### TASK PROMPT
Please convert the records below into a Markdown table with columns named "Row" and "Line," putting each line in its own row with a running number and leaving out blank lines.

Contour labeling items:

----

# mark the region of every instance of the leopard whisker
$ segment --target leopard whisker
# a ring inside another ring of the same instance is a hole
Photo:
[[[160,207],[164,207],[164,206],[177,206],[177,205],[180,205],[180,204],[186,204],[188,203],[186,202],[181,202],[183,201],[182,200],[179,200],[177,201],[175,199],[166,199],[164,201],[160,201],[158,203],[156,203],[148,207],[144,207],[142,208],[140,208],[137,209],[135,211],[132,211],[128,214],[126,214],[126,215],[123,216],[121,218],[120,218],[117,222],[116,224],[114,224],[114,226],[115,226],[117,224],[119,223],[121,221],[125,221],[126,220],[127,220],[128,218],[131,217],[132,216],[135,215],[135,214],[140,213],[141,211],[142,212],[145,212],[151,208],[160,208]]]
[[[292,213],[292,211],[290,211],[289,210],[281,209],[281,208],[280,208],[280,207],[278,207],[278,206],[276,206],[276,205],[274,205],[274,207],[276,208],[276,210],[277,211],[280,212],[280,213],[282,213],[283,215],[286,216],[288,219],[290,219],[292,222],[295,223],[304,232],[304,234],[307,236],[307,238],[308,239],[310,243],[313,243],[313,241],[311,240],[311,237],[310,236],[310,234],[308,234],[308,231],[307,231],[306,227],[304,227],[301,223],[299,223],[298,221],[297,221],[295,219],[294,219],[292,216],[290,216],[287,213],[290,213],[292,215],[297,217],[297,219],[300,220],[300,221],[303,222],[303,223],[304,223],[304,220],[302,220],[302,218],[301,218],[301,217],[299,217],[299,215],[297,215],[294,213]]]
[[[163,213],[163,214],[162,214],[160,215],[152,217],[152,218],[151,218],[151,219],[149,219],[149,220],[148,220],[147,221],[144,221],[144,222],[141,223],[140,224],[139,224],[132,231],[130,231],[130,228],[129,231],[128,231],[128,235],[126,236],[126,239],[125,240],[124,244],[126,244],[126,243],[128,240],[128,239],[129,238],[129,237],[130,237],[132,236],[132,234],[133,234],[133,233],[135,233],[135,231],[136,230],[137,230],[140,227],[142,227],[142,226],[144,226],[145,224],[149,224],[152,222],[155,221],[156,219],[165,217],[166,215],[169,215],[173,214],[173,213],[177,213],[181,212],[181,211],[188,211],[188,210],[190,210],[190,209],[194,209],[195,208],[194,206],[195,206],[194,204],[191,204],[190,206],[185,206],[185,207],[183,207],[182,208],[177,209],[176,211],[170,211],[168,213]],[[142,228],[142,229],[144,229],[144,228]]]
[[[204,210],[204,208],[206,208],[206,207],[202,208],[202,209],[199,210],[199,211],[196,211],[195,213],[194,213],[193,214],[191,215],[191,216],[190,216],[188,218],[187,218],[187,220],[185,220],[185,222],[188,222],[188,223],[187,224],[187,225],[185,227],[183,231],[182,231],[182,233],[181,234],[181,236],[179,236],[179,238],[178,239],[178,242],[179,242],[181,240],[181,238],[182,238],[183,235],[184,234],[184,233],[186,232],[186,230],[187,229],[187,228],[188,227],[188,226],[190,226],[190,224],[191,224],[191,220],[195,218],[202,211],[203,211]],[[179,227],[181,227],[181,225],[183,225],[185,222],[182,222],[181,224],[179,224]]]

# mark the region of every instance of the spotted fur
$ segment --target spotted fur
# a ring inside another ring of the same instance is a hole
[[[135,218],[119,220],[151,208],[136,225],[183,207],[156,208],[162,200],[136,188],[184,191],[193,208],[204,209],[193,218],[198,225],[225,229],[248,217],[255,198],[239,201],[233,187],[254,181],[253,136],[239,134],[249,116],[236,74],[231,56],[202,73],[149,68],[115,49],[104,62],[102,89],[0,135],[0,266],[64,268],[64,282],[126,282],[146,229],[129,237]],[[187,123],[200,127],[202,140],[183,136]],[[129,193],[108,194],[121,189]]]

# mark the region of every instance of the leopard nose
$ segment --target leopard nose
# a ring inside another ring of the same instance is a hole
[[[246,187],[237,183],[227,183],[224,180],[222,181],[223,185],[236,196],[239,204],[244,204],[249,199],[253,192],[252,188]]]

----

### FINAL RESULT
| Row | Line |
|---|---|
| 1 | # mark the region of every instance of the leopard whisker |
| 2 | $ segment --target leopard whisker |
| 3 | # a ring inside another ring of the same instance is a hole |
| 4 | Photo: |
| 5 | [[[160,207],[164,207],[164,206],[177,206],[177,205],[180,205],[180,204],[186,204],[188,203],[186,202],[181,202],[183,201],[182,200],[179,200],[177,201],[175,199],[166,199],[164,201],[160,201],[158,203],[156,203],[148,207],[144,207],[142,208],[140,208],[137,209],[135,211],[132,211],[128,214],[126,214],[126,215],[123,216],[121,218],[120,218],[117,222],[116,224],[114,224],[114,226],[115,226],[117,224],[119,223],[121,221],[125,221],[126,220],[127,220],[128,218],[131,217],[132,216],[135,215],[135,214],[140,213],[141,211],[142,212],[145,212],[151,208],[160,208]]] |
| 6 | [[[292,213],[292,211],[290,211],[289,210],[281,209],[281,208],[280,208],[280,207],[278,207],[278,206],[276,206],[276,205],[274,205],[274,207],[276,208],[276,210],[277,211],[280,212],[280,213],[282,213],[283,215],[286,216],[288,219],[290,219],[292,222],[295,223],[304,232],[304,234],[307,236],[307,238],[308,239],[310,243],[313,243],[313,241],[311,240],[311,237],[310,236],[310,234],[308,234],[308,231],[307,231],[306,227],[304,227],[301,223],[299,223],[298,221],[297,221],[295,219],[294,219],[292,216],[290,216],[287,213],[290,213],[292,215],[297,217],[297,219],[300,220],[300,221],[303,222],[303,223],[304,223],[304,220],[302,220],[302,218],[301,218],[301,217],[299,217],[299,215],[297,215],[294,213]]] |
| 7 | [[[163,213],[163,214],[162,214],[160,215],[152,217],[152,218],[151,218],[151,219],[149,219],[149,220],[148,220],[147,221],[144,221],[144,222],[141,223],[140,224],[139,224],[132,231],[130,231],[130,228],[129,231],[128,231],[128,235],[126,236],[126,239],[125,240],[124,244],[126,244],[126,243],[128,240],[128,239],[129,238],[129,237],[130,237],[132,236],[132,234],[133,234],[133,233],[135,233],[135,231],[136,230],[137,230],[140,227],[142,227],[142,226],[144,226],[145,224],[149,224],[152,222],[155,221],[156,219],[165,217],[166,215],[169,215],[173,214],[173,213],[177,213],[181,212],[181,211],[188,211],[188,210],[190,210],[190,209],[194,209],[195,208],[194,206],[195,206],[194,204],[191,204],[190,206],[185,206],[185,207],[183,207],[182,208],[177,209],[176,211],[170,211],[168,213]],[[142,228],[142,229],[144,229],[144,228]]] |
| 8 | [[[204,210],[204,208],[206,208],[206,207],[202,208],[202,209],[199,210],[199,211],[196,211],[195,213],[194,213],[193,214],[191,215],[191,216],[190,216],[188,218],[187,218],[187,220],[185,220],[185,222],[188,222],[188,223],[187,224],[187,225],[185,227],[183,231],[182,231],[182,233],[181,234],[181,236],[179,236],[179,238],[178,239],[178,242],[179,242],[181,240],[181,238],[182,238],[183,235],[184,234],[184,233],[186,232],[186,230],[187,229],[187,228],[188,227],[188,226],[190,226],[190,224],[191,224],[191,220],[195,218],[202,211],[203,211]],[[179,227],[181,227],[181,225],[183,225],[185,222],[182,222],[181,224],[179,224]]] |
| 9 | # mark the region of every instance of the spotted fur |
| 10 | $ segment --target spotted fur |
| 11 | # a ring inside another ring of the same instance is a hole |
| 12 | [[[135,218],[119,220],[151,208],[136,225],[183,207],[156,208],[162,200],[136,188],[184,191],[193,208],[204,209],[193,218],[198,225],[225,229],[248,217],[255,198],[239,201],[233,187],[254,181],[253,136],[239,134],[249,116],[236,74],[231,56],[202,73],[149,68],[115,49],[104,62],[102,89],[0,135],[0,266],[64,268],[64,282],[126,282],[146,229],[129,237]],[[187,123],[200,127],[202,140],[183,136]],[[129,193],[108,194],[121,189]]] |
| 13 | # mark the region of every instance of the leopard nose |
| 14 | $ segment --target leopard nose |
| 15 | # a ring inside another ring of the same instance is a hole |
| 16 | [[[246,187],[237,183],[227,183],[224,180],[222,181],[223,185],[236,196],[239,204],[244,204],[249,199],[253,192],[252,188]]] |